*CONSIGNE:* Dans la source, reformulez sous forme de liste le paragraphe commençant par « Cependant, la Cour d'appel de Versailles » en conservant ses faits principaux.

*SOURCE:*
Un récit un peu modifié dès le 12 juillet lorsque "les policiers alléguèrent la possibilité d’un heurt accidentel du requérant sur un robinet au dessus d’une vasque scellée à l’un des murs du commissariat, à l’origine de la fracture testiculaire du mineur."
- pour le mineur, l’histoire est un peu différente : "son ami et lui, tous deux à bord d’un véhicule à l’arrêt, firent l’objet d’un contrôle d’identité. N’ayant pas leurs papiers sur eux, les policiers les emmenèrent au commissariat en leur précisant qu’ils quitteraient le commissariat aussitôt après. Mais après s’être assis dans le commissariat, un policier informa le requérant qu’il devait être menotté. Ne comprenant pas pourquoi, ce dernier résista, si bien que plusieurs policiers (cinq ou six), le frappèrent et l’insultèrent. Il fut roué de coups, notamment dans les parties génitales, alors que les policiers tentaient de le mettre dans une geôle de dégrisement à l’extrémité d’un couloir. L’un des policiers lui empoigna la tête qu’il frappa violemment contre un pilier. Le requérant précisa dans le procès-verbal « avoir attendu assez longtemps » avant d’être emmené à l’hôpital. Il ne conteste pas s’être débattu et avoir insulté les agents de police."
Au cours de l’information judiciaire ouverte suite au dépôt d’une plainte avec constitution de partie civile, un premier rapport conclut que les blessures constatées étaient compatibles avec la seconde version des faits avant qu’un autre viennent plutôt accréditer la thèse des policiers.
Dans le même temps, deux représentants de la force publique furent mis en examen pour violence ayant entraîne une ITT supérieure à huit jours.
Le 14 décembre 2004, le tribunal de grande instance de Nanterre les condamna "quatre et huit mois d’emprisonnement avec sursis pour violence volontaire par un dépositaire de l’autorité publique suivie d’incapacité supérieure à huit jours" et au paiement d’environ 7000 euros de dommages-intérêts.
Cependant, la Cour d’appel de Versailles rendit en 2006 une décision par laquelle elle atténua la responsabilité des prévenus et se limita à les condamner au paiement d’une amende contraventionnelle de 800 euros chacun pour de simples blessures involontaires.
Elle justifia cela en raison l’absence de preuve de l’existence de coups ou violences volontairement portés en notant tout de même que "il est tout à fait anormal qu’une personne contrôlée et amenée dans un commissariat, puisse en ressortir avec une fracture du testicule."
Les dommages-intérêts furent également réduit à 5000 euros en estimant que la victime avait participé pour moitié à la survenance de son préjudice.
Une demande d’aide juridictionnelle pour se pourvoir en cassation fut rejetée faute de moyen sérieux.
Et c’est avec une requête invoquant une violation de l’article 3 de la Convention pour mauvais traitements lors d’un contrôle d’identité dans un commissariat que cette affaire arriva à Strasbourg.

*EXTRAIT DE DONNÉES:*

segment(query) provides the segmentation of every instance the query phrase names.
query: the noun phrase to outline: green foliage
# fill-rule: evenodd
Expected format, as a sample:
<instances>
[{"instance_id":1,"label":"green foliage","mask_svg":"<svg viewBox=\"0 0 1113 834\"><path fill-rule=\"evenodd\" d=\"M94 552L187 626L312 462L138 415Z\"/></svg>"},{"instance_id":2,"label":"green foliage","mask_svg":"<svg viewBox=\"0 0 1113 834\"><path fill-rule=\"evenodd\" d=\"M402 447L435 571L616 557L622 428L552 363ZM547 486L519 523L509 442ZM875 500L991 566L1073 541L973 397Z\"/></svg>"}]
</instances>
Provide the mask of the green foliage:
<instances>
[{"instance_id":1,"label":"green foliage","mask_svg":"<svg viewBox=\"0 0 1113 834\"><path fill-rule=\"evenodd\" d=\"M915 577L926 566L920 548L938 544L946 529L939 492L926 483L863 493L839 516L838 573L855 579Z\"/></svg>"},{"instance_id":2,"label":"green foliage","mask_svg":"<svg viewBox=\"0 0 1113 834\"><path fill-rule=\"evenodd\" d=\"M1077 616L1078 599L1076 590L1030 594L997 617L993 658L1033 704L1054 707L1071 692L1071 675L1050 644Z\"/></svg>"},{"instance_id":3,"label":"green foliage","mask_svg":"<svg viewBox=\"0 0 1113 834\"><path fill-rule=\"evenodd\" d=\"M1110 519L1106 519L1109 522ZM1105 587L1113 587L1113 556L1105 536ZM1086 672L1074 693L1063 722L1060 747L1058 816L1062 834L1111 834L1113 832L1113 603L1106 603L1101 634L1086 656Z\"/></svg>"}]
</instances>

*RÉPONSE ATTENDUE:*
- Juridiction : Cour d'appel de Versailles, décision rendue en 2006
- Effet : responsabilité des prévenus atténuée
- Qualification retenue : simples blessures involontaires
- Sanction : amende contraventionnelle de 800 euros pour chacun